[Selected passage]:
Being a multisite congregation gives River City UMC in Jeffersontown a lot of advantages. Because we belong to a larger and more established church, we immediately have a youth group and can be a part of large mission events, such as foreign mission trips and health clinics and have access to resources that most church plants don’t.
We have a deep partnership with St. Matthews UMC that will help River City grow to a self-sustaining church. St. Matthews and River City are convinced that we can reach more people in Louisville with the love of Christ together than we can apart.
River City launched weekly services in October 2015. Our meeting space is located at the Louisville Campus of Campbellsville University. By late 2017 regular church attendance had grown to an average of about 70 each Sunday.
Here’s what some of our attendees had to say:
“My family & I enjoy the fellowship and acceptance at River City. Even with our Catholic upbringing, we feel welcome at River City. Pastor Derek has welcomed us to participate in all church functions, and the congregation has the same open-arms mentality. We are thankful to have become involved in a congregation like this.”
“We enjoy the open, inclusive and relaxed atmosphere at River City. Through their message of outreach and involvement in the community, it allows you to truly see how God works in every one of us.”
“I love how welcoming River City is! The congregation isn’t all that similar to me in terms of age and life situation, but I still feel like I belong, which is pretty great. I also really appreciate how empowering and uplifting the sermons are while still being realistic and honest.”
In January 2002, three people began to meet in the Chapel of the Center to read scripture communally and to pray. The agenda of the meeting was to discern if planting a church in Louisville’s Portland neighborhood was the next right thing to do.
This humble prayer meeting evolved into the Portland Promise Community of Faith, a mission-based faith community of the United Methodist Church that met for worship on Sundays and provided volunteers and leadership for the Portland Promise Center programs.

[Prompt]: Copy the passage about River City UMC word for word, between "We have a deep" and "we can apart.", inclusive.

[Given data]:
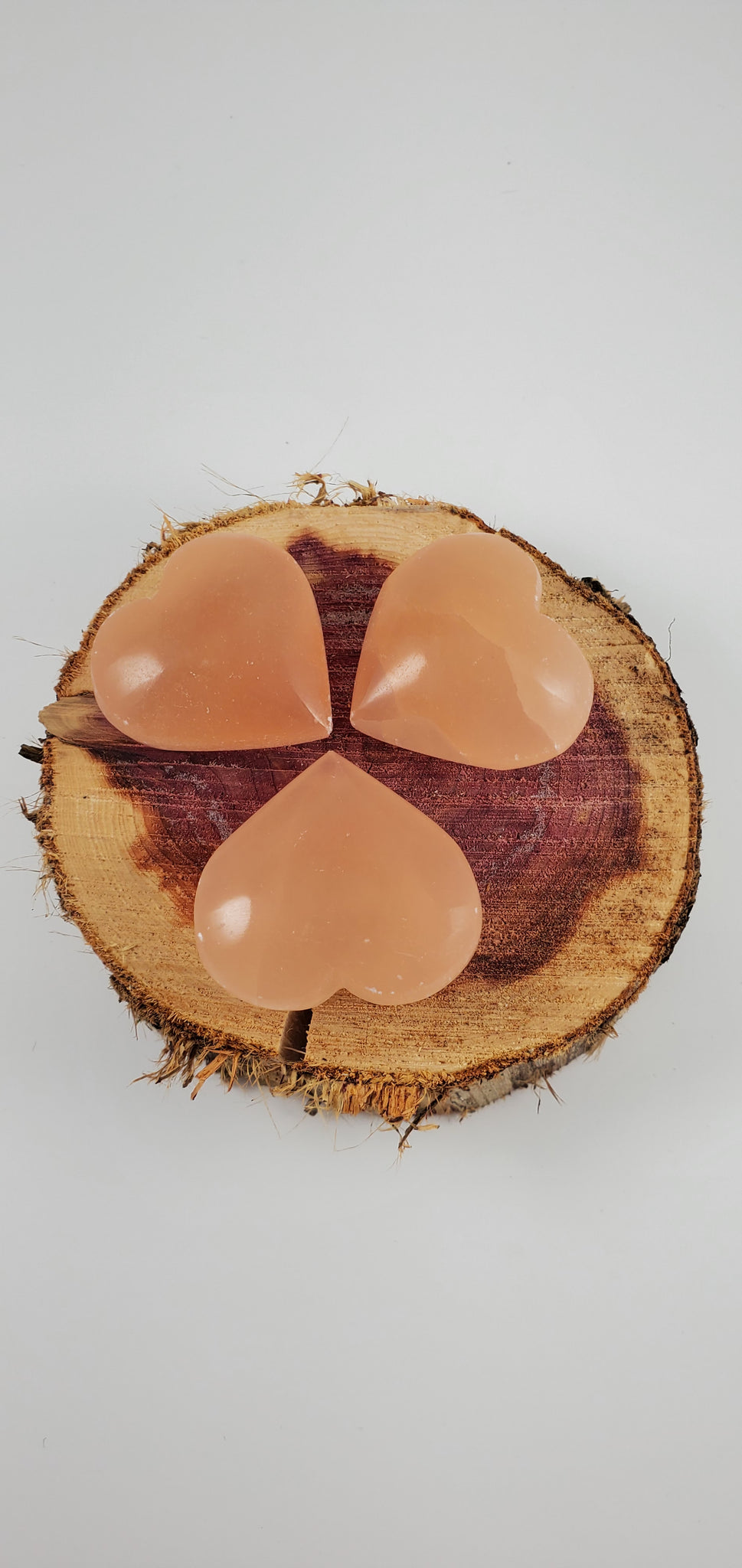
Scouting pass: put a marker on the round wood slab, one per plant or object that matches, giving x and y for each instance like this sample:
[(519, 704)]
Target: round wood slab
[(587, 864)]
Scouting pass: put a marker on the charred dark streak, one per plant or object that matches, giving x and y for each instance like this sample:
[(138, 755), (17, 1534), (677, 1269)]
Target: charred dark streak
[(540, 841)]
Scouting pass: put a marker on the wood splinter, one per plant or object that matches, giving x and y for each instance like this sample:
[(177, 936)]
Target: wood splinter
[(587, 864)]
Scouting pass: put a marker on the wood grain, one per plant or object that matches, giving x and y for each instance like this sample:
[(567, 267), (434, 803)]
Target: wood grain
[(587, 864)]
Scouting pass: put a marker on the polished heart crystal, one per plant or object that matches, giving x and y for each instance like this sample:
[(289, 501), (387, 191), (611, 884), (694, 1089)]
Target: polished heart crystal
[(227, 655), (460, 664), (336, 884)]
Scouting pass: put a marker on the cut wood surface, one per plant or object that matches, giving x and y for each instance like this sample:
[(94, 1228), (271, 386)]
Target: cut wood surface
[(587, 864)]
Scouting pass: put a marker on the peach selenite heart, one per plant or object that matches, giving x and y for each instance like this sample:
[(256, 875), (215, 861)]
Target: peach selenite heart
[(460, 664), (228, 655), (336, 884)]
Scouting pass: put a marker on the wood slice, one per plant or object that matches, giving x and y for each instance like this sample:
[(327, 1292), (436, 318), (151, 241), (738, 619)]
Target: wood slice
[(587, 864)]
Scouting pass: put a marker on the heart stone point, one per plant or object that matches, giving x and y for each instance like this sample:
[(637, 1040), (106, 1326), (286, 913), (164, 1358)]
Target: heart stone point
[(336, 884)]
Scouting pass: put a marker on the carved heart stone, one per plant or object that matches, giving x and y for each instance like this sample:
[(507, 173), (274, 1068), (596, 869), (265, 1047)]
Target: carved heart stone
[(228, 652), (460, 664), (336, 884)]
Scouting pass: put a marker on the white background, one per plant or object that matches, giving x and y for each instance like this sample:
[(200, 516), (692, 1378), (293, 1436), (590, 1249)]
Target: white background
[(499, 247)]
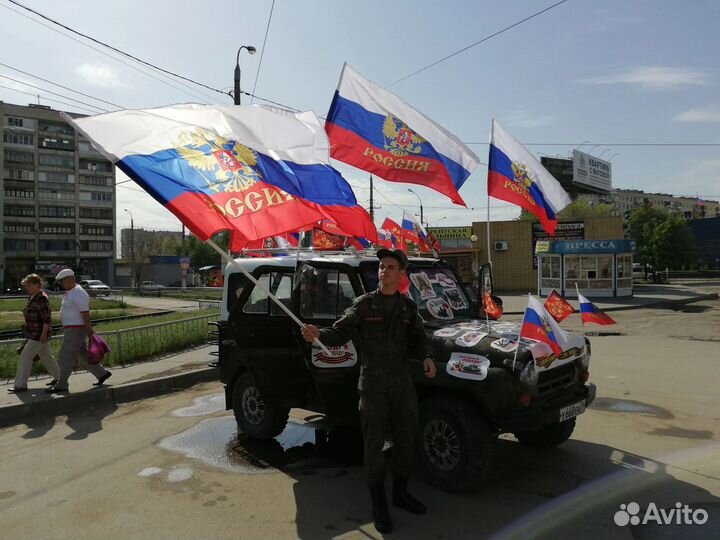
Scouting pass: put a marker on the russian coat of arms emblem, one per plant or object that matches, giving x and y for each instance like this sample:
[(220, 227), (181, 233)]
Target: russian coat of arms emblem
[(400, 140), (226, 165)]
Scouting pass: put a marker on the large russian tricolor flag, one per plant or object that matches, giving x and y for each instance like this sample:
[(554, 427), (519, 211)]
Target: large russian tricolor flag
[(539, 325), (590, 313), (256, 171), (516, 176), (374, 130)]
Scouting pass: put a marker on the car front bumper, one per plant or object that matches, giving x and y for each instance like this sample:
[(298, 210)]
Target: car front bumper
[(539, 415)]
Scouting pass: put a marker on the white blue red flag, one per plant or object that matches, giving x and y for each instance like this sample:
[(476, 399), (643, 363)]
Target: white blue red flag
[(256, 171), (516, 176), (539, 325), (415, 233), (590, 313), (374, 130)]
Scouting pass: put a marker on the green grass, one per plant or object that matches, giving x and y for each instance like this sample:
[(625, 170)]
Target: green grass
[(146, 342), (18, 304)]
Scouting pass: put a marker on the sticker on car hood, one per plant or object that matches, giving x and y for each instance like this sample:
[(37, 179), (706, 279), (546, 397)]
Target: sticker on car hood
[(468, 366), (470, 339), (504, 345), (446, 332), (341, 356)]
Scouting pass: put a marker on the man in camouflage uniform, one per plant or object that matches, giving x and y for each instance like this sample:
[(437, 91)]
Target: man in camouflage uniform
[(389, 331)]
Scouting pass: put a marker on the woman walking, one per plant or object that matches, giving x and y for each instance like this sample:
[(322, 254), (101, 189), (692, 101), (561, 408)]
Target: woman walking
[(37, 332)]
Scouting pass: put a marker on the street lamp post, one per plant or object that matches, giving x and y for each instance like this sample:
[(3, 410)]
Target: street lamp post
[(132, 248), (236, 94), (422, 221)]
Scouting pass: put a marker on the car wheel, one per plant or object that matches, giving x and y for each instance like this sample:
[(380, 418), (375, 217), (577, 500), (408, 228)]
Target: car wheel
[(257, 417), (454, 447), (549, 436)]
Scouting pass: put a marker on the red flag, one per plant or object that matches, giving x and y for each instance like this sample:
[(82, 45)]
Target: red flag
[(396, 231), (558, 307), (490, 307)]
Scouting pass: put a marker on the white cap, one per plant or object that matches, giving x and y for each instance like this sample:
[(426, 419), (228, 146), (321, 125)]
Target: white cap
[(62, 274)]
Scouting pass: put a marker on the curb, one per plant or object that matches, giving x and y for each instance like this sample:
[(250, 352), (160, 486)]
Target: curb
[(651, 305), (109, 395)]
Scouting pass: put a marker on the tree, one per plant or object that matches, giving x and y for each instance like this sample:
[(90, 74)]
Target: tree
[(662, 239), (201, 254), (672, 244)]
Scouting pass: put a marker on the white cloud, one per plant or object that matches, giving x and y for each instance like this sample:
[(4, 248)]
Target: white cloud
[(706, 115), (525, 119), (654, 78), (99, 75)]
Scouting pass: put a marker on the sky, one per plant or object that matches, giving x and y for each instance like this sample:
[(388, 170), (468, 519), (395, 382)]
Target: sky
[(618, 79)]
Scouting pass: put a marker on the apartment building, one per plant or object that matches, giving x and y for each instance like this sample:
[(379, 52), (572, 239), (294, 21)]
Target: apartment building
[(57, 198), (627, 200)]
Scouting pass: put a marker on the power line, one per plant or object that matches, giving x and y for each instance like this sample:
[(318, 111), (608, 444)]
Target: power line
[(61, 86), (75, 107), (53, 93), (475, 44), (609, 144), (90, 38), (262, 53), (136, 68)]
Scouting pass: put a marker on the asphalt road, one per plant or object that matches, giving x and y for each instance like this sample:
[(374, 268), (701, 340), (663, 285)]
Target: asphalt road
[(172, 467)]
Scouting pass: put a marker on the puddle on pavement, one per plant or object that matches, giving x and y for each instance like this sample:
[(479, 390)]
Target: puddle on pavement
[(630, 406), (682, 433), (202, 406), (299, 448)]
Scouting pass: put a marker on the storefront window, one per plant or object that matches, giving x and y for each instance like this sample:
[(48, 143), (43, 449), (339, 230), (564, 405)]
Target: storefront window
[(624, 269), (550, 272)]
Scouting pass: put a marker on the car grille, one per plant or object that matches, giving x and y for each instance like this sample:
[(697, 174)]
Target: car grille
[(556, 379)]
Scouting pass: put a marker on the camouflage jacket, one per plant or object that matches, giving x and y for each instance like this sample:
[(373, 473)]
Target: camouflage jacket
[(388, 342)]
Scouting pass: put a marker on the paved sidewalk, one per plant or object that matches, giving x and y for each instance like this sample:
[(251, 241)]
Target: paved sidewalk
[(128, 383), (182, 370), (646, 296)]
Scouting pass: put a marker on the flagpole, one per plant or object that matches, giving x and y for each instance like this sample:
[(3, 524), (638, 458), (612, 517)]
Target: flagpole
[(272, 297), (487, 223), (520, 332), (582, 321)]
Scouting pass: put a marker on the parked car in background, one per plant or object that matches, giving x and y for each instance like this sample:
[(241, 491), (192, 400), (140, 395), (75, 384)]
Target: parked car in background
[(151, 286), (95, 287)]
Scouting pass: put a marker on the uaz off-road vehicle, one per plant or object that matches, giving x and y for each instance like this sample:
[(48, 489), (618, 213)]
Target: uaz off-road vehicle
[(482, 388)]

[Exercise answer]:
We have a deep partnership with St. Matthews UMC that will help River City grow to a self-sustaining church. St. Matthews and River City are convinced that we can reach more people in Louisville with the love of Christ together than we can apart.